● Exercise description:
Pick out each line in the items below that contains the word "blonde" and copy those lines unchanged.

● Task material:
● ● ● ●

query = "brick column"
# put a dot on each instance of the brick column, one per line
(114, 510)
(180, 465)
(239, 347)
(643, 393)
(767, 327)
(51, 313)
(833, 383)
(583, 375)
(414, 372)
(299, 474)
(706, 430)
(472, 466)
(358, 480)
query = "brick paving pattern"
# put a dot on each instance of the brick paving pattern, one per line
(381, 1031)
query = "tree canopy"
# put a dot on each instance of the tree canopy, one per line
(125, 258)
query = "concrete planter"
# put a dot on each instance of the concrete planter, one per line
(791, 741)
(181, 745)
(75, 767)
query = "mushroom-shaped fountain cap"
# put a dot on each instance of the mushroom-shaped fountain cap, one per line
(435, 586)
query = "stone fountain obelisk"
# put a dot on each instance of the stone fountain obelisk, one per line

● ● ● ●

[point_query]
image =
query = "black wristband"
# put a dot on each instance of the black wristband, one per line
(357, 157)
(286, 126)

● ● ● ●

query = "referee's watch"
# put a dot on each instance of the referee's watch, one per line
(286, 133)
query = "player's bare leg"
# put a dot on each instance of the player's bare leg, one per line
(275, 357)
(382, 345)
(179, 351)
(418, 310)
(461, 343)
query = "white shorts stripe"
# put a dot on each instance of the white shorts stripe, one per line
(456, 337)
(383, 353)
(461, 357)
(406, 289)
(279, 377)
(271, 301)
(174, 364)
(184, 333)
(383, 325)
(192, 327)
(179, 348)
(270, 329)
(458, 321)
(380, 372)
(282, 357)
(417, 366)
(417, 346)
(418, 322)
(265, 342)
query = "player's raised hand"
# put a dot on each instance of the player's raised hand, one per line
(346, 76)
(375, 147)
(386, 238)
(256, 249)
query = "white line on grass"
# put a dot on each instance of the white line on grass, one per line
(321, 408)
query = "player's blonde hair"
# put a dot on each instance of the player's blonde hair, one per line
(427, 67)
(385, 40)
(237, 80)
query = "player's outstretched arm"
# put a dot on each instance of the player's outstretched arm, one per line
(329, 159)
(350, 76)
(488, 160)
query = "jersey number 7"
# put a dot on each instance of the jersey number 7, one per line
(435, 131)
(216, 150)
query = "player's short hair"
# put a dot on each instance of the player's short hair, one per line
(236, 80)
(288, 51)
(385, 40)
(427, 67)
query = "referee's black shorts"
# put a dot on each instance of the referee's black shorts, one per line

● ● ● ●

● Result:
query = "player's blonde hair"
# put a dot on each instance of the player's blonde hair, one per line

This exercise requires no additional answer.